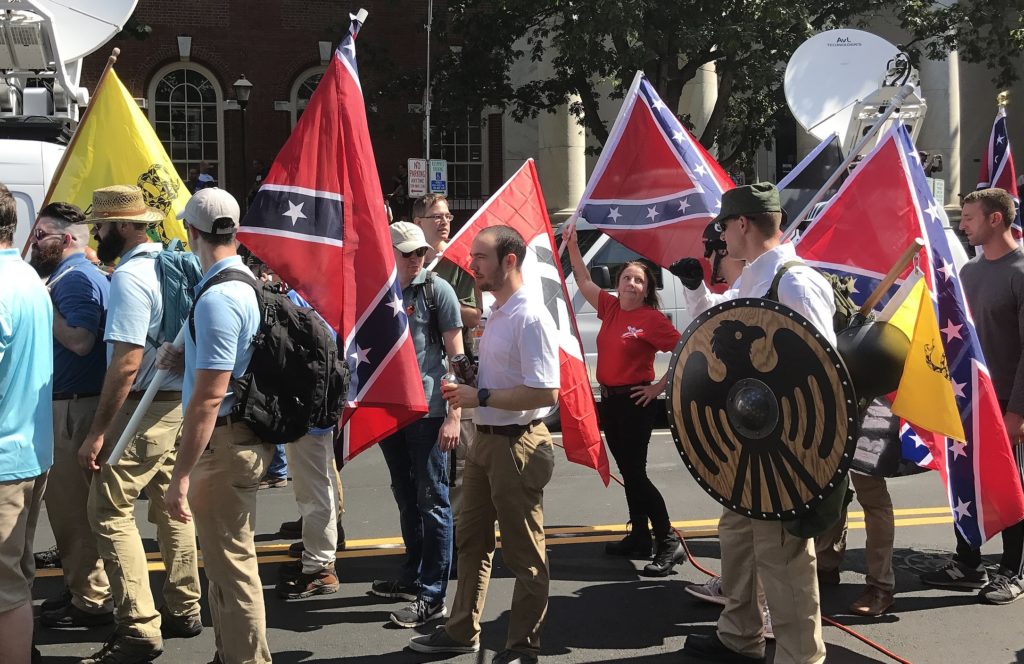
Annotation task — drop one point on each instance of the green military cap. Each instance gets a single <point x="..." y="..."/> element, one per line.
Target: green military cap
<point x="751" y="199"/>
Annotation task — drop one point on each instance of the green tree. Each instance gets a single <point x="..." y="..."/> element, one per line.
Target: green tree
<point x="594" y="45"/>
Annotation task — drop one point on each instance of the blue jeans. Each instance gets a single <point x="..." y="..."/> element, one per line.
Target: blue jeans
<point x="279" y="463"/>
<point x="419" y="481"/>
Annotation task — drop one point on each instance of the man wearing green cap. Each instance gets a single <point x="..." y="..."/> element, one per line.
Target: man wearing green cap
<point x="750" y="223"/>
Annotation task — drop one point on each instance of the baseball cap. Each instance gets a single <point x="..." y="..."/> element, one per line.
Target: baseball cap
<point x="408" y="237"/>
<point x="212" y="210"/>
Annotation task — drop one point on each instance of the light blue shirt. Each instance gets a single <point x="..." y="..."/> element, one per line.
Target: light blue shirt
<point x="26" y="371"/>
<point x="135" y="312"/>
<point x="226" y="321"/>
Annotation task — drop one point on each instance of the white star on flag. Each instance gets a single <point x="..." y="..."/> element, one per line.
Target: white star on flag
<point x="295" y="212"/>
<point x="962" y="508"/>
<point x="951" y="331"/>
<point x="360" y="355"/>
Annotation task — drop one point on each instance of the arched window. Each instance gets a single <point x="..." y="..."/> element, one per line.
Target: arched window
<point x="186" y="110"/>
<point x="303" y="88"/>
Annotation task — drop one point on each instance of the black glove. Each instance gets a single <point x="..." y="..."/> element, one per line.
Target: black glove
<point x="689" y="272"/>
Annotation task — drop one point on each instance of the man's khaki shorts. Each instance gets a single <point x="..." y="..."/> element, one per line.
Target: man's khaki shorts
<point x="19" y="502"/>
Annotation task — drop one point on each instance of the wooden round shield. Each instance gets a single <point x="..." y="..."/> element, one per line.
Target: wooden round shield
<point x="762" y="409"/>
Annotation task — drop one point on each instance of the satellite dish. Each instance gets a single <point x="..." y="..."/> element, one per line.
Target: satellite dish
<point x="84" y="26"/>
<point x="829" y="73"/>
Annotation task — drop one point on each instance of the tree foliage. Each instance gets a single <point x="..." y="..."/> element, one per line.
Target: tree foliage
<point x="583" y="49"/>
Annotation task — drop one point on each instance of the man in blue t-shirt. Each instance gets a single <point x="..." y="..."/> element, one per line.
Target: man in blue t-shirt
<point x="26" y="430"/>
<point x="418" y="455"/>
<point x="79" y="292"/>
<point x="220" y="460"/>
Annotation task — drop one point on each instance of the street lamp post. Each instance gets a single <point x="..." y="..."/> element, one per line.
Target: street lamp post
<point x="243" y="89"/>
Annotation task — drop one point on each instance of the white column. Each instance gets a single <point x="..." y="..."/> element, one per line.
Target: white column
<point x="941" y="130"/>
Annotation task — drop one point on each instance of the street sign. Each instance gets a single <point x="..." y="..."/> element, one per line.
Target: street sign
<point x="418" y="177"/>
<point x="438" y="176"/>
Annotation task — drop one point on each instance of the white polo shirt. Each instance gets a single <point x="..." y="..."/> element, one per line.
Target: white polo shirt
<point x="519" y="346"/>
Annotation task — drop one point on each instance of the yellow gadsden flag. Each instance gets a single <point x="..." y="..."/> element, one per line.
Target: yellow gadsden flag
<point x="926" y="396"/>
<point x="116" y="144"/>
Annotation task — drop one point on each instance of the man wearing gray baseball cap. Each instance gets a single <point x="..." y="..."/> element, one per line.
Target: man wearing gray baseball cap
<point x="220" y="460"/>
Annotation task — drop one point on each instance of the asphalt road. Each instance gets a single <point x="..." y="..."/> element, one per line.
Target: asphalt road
<point x="600" y="610"/>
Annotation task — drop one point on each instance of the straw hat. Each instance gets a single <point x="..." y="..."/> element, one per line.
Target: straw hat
<point x="122" y="203"/>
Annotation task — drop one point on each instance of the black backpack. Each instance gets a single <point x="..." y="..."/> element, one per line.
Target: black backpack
<point x="842" y="290"/>
<point x="296" y="379"/>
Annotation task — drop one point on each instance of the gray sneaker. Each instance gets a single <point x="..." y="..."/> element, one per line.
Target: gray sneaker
<point x="419" y="613"/>
<point x="1004" y="588"/>
<point x="439" y="641"/>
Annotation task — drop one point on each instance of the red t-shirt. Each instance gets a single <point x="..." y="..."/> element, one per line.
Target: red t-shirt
<point x="628" y="340"/>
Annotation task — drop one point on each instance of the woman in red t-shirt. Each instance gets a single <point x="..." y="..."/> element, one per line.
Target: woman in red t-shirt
<point x="632" y="331"/>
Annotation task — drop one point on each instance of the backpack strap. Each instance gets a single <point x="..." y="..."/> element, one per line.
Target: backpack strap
<point x="223" y="277"/>
<point x="772" y="293"/>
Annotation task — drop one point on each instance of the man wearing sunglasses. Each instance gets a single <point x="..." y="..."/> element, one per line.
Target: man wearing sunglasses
<point x="417" y="455"/>
<point x="80" y="294"/>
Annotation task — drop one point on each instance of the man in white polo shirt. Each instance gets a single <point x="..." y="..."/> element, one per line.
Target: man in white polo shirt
<point x="510" y="461"/>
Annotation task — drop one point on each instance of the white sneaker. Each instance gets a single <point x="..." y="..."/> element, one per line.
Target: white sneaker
<point x="710" y="591"/>
<point x="769" y="634"/>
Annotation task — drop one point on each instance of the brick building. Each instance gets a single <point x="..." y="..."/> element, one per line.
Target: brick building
<point x="181" y="58"/>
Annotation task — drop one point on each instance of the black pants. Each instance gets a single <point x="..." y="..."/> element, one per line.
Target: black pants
<point x="1013" y="537"/>
<point x="627" y="427"/>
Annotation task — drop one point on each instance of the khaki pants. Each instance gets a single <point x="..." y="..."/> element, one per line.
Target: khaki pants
<point x="753" y="549"/>
<point x="872" y="494"/>
<point x="504" y="480"/>
<point x="222" y="499"/>
<point x="146" y="463"/>
<point x="67" y="506"/>
<point x="19" y="502"/>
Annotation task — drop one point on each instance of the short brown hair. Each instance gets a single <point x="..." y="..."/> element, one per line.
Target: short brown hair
<point x="424" y="203"/>
<point x="8" y="215"/>
<point x="767" y="223"/>
<point x="994" y="200"/>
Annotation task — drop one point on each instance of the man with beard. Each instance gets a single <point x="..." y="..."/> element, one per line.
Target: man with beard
<point x="431" y="214"/>
<point x="79" y="292"/>
<point x="511" y="459"/>
<point x="133" y="333"/>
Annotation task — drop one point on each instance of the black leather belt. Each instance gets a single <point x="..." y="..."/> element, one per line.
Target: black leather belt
<point x="615" y="390"/>
<point x="73" y="396"/>
<point x="506" y="429"/>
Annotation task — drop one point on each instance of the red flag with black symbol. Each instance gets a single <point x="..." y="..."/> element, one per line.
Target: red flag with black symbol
<point x="318" y="221"/>
<point x="519" y="204"/>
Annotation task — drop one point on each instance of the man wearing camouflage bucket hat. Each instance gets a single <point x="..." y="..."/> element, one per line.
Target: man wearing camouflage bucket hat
<point x="133" y="332"/>
<point x="750" y="222"/>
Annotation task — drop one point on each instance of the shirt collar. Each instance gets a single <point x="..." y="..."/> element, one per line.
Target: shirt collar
<point x="220" y="265"/>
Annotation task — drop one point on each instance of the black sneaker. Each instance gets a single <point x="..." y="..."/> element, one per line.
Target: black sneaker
<point x="307" y="585"/>
<point x="956" y="576"/>
<point x="72" y="616"/>
<point x="179" y="626"/>
<point x="670" y="553"/>
<point x="635" y="544"/>
<point x="57" y="603"/>
<point x="419" y="613"/>
<point x="439" y="641"/>
<point x="394" y="590"/>
<point x="48" y="558"/>
<point x="126" y="650"/>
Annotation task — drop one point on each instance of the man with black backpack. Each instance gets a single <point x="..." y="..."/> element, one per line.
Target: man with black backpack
<point x="137" y="310"/>
<point x="221" y="459"/>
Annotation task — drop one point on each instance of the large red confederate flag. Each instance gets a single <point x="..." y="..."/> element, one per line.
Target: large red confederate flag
<point x="318" y="221"/>
<point x="519" y="204"/>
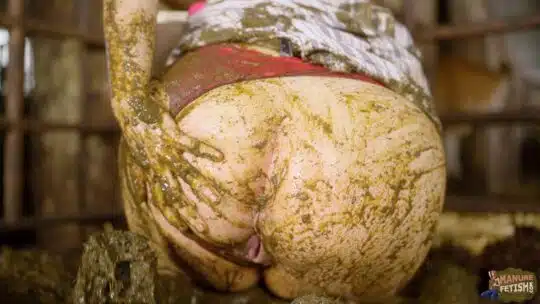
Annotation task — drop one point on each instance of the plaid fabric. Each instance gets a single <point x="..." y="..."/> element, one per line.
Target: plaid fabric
<point x="342" y="35"/>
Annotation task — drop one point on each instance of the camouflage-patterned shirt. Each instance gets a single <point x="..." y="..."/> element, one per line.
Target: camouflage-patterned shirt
<point x="342" y="35"/>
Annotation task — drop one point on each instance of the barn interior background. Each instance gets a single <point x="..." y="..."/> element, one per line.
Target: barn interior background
<point x="59" y="136"/>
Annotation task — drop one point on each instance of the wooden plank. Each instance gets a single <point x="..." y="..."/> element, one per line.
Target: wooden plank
<point x="59" y="82"/>
<point x="14" y="140"/>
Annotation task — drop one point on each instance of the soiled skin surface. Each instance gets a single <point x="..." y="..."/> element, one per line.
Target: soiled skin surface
<point x="314" y="184"/>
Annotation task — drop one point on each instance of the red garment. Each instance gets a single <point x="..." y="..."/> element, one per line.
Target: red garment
<point x="215" y="65"/>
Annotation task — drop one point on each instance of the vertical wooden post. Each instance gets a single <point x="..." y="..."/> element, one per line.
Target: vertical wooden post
<point x="14" y="145"/>
<point x="58" y="85"/>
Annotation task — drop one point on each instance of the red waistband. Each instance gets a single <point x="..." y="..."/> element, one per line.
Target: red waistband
<point x="215" y="65"/>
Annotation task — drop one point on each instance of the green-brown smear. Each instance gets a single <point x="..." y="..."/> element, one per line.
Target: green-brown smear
<point x="150" y="133"/>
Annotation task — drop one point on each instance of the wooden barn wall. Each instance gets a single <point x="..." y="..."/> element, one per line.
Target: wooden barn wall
<point x="74" y="173"/>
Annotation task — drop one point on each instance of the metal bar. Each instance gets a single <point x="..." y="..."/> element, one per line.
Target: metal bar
<point x="36" y="27"/>
<point x="451" y="32"/>
<point x="14" y="141"/>
<point x="32" y="222"/>
<point x="530" y="117"/>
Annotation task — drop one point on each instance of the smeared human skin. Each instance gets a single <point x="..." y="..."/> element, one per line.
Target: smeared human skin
<point x="315" y="184"/>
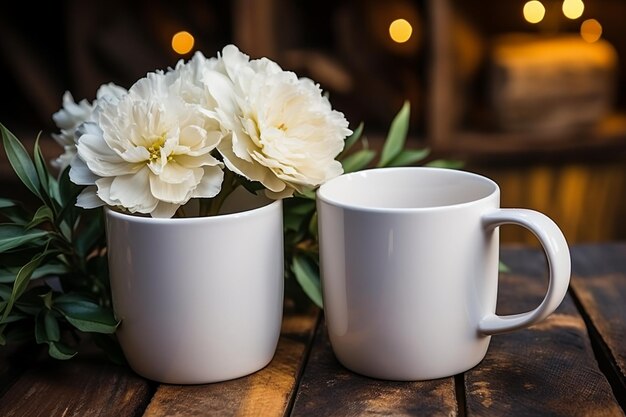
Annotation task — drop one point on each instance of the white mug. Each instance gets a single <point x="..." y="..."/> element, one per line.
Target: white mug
<point x="409" y="268"/>
<point x="200" y="299"/>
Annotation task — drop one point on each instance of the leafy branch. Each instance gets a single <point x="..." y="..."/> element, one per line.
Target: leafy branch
<point x="53" y="266"/>
<point x="300" y="218"/>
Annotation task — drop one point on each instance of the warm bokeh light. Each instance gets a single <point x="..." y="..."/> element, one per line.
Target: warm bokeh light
<point x="400" y="30"/>
<point x="591" y="30"/>
<point x="182" y="42"/>
<point x="573" y="9"/>
<point x="534" y="11"/>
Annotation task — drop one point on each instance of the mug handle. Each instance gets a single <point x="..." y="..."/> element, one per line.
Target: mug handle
<point x="559" y="263"/>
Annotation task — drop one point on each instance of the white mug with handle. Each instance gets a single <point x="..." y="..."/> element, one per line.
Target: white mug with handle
<point x="409" y="268"/>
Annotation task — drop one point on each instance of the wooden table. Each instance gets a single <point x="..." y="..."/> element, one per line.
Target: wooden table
<point x="573" y="364"/>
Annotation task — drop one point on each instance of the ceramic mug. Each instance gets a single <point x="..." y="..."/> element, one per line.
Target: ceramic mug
<point x="409" y="268"/>
<point x="200" y="299"/>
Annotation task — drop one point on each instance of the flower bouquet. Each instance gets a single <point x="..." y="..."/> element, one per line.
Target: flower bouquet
<point x="177" y="145"/>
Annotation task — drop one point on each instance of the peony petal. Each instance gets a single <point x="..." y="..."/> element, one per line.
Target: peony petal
<point x="192" y="136"/>
<point x="174" y="173"/>
<point x="178" y="193"/>
<point x="221" y="89"/>
<point x="88" y="198"/>
<point x="164" y="210"/>
<point x="192" y="161"/>
<point x="211" y="183"/>
<point x="133" y="191"/>
<point x="101" y="159"/>
<point x="136" y="155"/>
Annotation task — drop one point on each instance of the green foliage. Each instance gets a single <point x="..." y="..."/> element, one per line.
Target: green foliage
<point x="53" y="275"/>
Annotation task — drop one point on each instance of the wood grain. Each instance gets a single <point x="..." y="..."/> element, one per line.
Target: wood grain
<point x="604" y="299"/>
<point x="548" y="369"/>
<point x="599" y="283"/>
<point x="85" y="386"/>
<point x="268" y="392"/>
<point x="329" y="389"/>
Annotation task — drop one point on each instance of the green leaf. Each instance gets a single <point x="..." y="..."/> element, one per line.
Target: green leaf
<point x="14" y="212"/>
<point x="21" y="282"/>
<point x="20" y="161"/>
<point x="86" y="316"/>
<point x="442" y="163"/>
<point x="351" y="140"/>
<point x="308" y="277"/>
<point x="409" y="157"/>
<point x="5" y="292"/>
<point x="43" y="214"/>
<point x="41" y="169"/>
<point x="90" y="233"/>
<point x="8" y="274"/>
<point x="296" y="211"/>
<point x="13" y="236"/>
<point x="5" y="202"/>
<point x="397" y="135"/>
<point x="358" y="160"/>
<point x="58" y="350"/>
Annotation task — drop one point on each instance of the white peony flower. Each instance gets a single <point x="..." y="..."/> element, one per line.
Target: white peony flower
<point x="279" y="129"/>
<point x="72" y="115"/>
<point x="149" y="151"/>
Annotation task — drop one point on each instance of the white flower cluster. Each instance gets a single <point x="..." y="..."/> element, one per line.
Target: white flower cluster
<point x="169" y="138"/>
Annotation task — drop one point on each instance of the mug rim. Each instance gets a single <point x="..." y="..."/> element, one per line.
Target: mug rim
<point x="320" y="193"/>
<point x="269" y="205"/>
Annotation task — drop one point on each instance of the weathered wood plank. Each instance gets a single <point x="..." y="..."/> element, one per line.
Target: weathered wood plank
<point x="548" y="369"/>
<point x="85" y="386"/>
<point x="268" y="392"/>
<point x="329" y="389"/>
<point x="599" y="283"/>
<point x="604" y="300"/>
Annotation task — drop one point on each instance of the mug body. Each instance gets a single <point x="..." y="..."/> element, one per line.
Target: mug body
<point x="200" y="299"/>
<point x="408" y="270"/>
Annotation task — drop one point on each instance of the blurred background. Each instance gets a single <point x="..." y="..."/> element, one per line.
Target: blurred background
<point x="532" y="94"/>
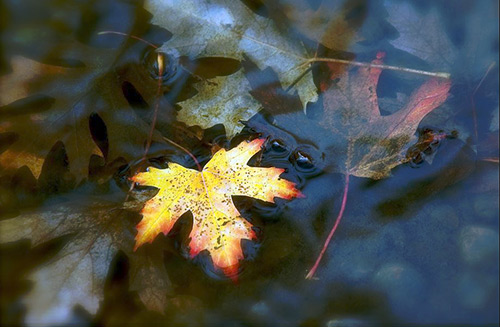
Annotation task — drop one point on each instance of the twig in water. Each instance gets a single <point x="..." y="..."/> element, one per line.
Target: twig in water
<point x="311" y="273"/>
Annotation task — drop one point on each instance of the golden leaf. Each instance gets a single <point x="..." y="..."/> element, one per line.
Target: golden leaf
<point x="217" y="226"/>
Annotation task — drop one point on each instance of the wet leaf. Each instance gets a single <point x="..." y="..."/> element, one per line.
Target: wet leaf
<point x="355" y="137"/>
<point x="76" y="275"/>
<point x="92" y="88"/>
<point x="231" y="30"/>
<point x="329" y="24"/>
<point x="221" y="100"/>
<point x="207" y="194"/>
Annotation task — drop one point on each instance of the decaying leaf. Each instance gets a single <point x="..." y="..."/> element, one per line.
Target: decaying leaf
<point x="217" y="224"/>
<point x="76" y="275"/>
<point x="60" y="103"/>
<point x="355" y="137"/>
<point x="423" y="34"/>
<point x="221" y="100"/>
<point x="229" y="29"/>
<point x="329" y="24"/>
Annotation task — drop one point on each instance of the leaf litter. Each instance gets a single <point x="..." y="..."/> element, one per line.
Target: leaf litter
<point x="350" y="133"/>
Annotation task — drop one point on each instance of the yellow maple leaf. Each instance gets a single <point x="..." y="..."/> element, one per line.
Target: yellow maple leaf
<point x="217" y="226"/>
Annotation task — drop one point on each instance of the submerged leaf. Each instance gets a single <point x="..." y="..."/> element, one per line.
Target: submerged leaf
<point x="355" y="137"/>
<point x="217" y="224"/>
<point x="76" y="275"/>
<point x="221" y="100"/>
<point x="73" y="94"/>
<point x="229" y="29"/>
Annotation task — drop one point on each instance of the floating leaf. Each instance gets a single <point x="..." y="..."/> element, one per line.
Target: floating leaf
<point x="207" y="194"/>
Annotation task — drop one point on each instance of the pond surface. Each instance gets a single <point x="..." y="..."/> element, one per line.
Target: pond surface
<point x="417" y="247"/>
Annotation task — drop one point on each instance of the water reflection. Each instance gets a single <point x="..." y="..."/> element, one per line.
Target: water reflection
<point x="418" y="247"/>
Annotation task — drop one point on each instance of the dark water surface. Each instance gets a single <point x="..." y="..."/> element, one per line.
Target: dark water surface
<point x="419" y="247"/>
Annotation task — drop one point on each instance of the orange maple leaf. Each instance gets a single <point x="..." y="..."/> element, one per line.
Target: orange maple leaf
<point x="217" y="226"/>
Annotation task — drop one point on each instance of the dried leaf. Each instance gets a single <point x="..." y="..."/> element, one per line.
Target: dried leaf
<point x="229" y="29"/>
<point x="217" y="224"/>
<point x="76" y="93"/>
<point x="355" y="137"/>
<point x="221" y="100"/>
<point x="76" y="275"/>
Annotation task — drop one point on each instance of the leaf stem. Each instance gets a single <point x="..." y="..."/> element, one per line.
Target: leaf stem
<point x="311" y="273"/>
<point x="128" y="35"/>
<point x="389" y="67"/>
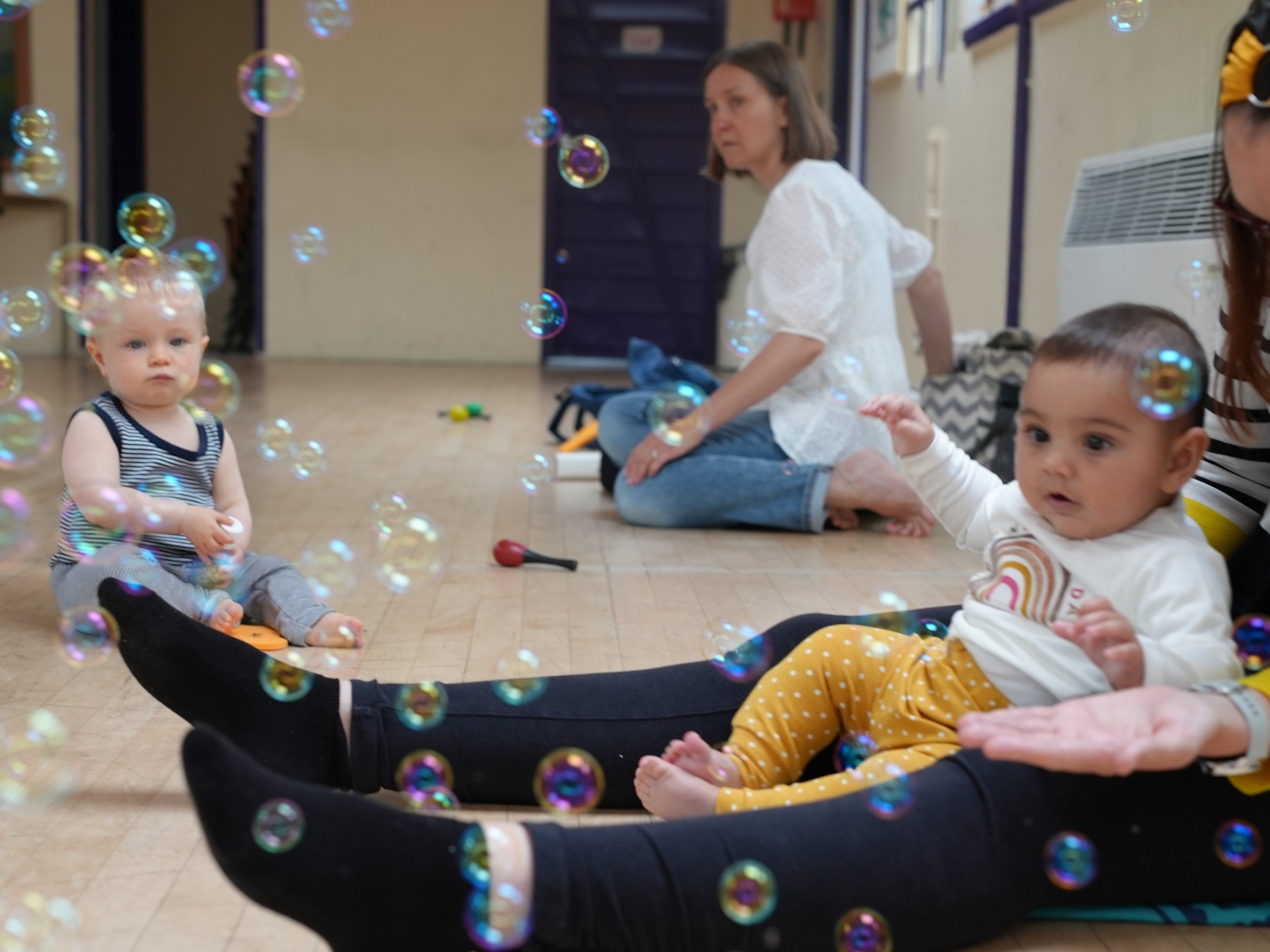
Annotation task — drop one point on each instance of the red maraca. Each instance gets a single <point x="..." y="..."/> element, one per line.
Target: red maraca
<point x="514" y="554"/>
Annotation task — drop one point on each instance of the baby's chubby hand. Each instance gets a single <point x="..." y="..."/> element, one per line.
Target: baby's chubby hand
<point x="911" y="430"/>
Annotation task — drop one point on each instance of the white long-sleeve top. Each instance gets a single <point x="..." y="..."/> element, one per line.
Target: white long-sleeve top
<point x="1160" y="574"/>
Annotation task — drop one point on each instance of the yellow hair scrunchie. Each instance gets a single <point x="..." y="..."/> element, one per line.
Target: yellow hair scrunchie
<point x="1241" y="69"/>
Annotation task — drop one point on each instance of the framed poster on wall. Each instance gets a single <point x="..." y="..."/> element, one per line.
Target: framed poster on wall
<point x="887" y="42"/>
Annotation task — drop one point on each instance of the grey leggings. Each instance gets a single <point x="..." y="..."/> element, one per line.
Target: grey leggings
<point x="271" y="589"/>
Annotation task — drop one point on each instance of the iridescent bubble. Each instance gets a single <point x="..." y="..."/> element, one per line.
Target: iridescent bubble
<point x="1253" y="641"/>
<point x="892" y="799"/>
<point x="568" y="781"/>
<point x="329" y="569"/>
<point x="40" y="171"/>
<point x="271" y="83"/>
<point x="1127" y="16"/>
<point x="34" y="126"/>
<point x="309" y="244"/>
<point x="747" y="893"/>
<point x="285" y="682"/>
<point x="517" y="681"/>
<point x="26" y="313"/>
<point x="146" y="220"/>
<point x="73" y="270"/>
<point x="738" y="651"/>
<point x="1071" y="861"/>
<point x="863" y="931"/>
<point x="679" y="412"/>
<point x="1239" y="844"/>
<point x="747" y="336"/>
<point x="422" y="706"/>
<point x="308" y="460"/>
<point x="273" y="438"/>
<point x="1166" y="384"/>
<point x="328" y="19"/>
<point x="474" y="857"/>
<point x="852" y="749"/>
<point x="87" y="636"/>
<point x="583" y="160"/>
<point x="498" y="918"/>
<point x="26" y="432"/>
<point x="11" y="375"/>
<point x="205" y="258"/>
<point x="545" y="316"/>
<point x="543" y="128"/>
<point x="278" y="826"/>
<point x="536" y="471"/>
★ ★ ★
Reproduce exactly the lines from the one with "of the grey" through the end of the entries above, both ends included.

Solved problem:
Annotation task — drop one point on each instance of the grey leggings. Each instance gets a single <point x="..." y="..."/> element, one per line.
Target: grey leggings
<point x="271" y="589"/>
Annotation task — drop one point on each instance of the iridescent bubble. Each instance gets a single <point x="..." y="..."/> element, one per line.
Target: iridescent bubble
<point x="1253" y="641"/>
<point x="892" y="799"/>
<point x="568" y="781"/>
<point x="329" y="569"/>
<point x="40" y="171"/>
<point x="271" y="83"/>
<point x="1127" y="16"/>
<point x="34" y="126"/>
<point x="309" y="244"/>
<point x="747" y="893"/>
<point x="285" y="682"/>
<point x="517" y="681"/>
<point x="26" y="313"/>
<point x="146" y="220"/>
<point x="73" y="270"/>
<point x="738" y="651"/>
<point x="1071" y="861"/>
<point x="863" y="931"/>
<point x="679" y="412"/>
<point x="1239" y="844"/>
<point x="747" y="336"/>
<point x="422" y="706"/>
<point x="308" y="460"/>
<point x="273" y="438"/>
<point x="1166" y="384"/>
<point x="328" y="19"/>
<point x="474" y="857"/>
<point x="852" y="749"/>
<point x="87" y="636"/>
<point x="583" y="160"/>
<point x="498" y="918"/>
<point x="26" y="432"/>
<point x="11" y="375"/>
<point x="205" y="258"/>
<point x="545" y="316"/>
<point x="543" y="128"/>
<point x="278" y="826"/>
<point x="536" y="471"/>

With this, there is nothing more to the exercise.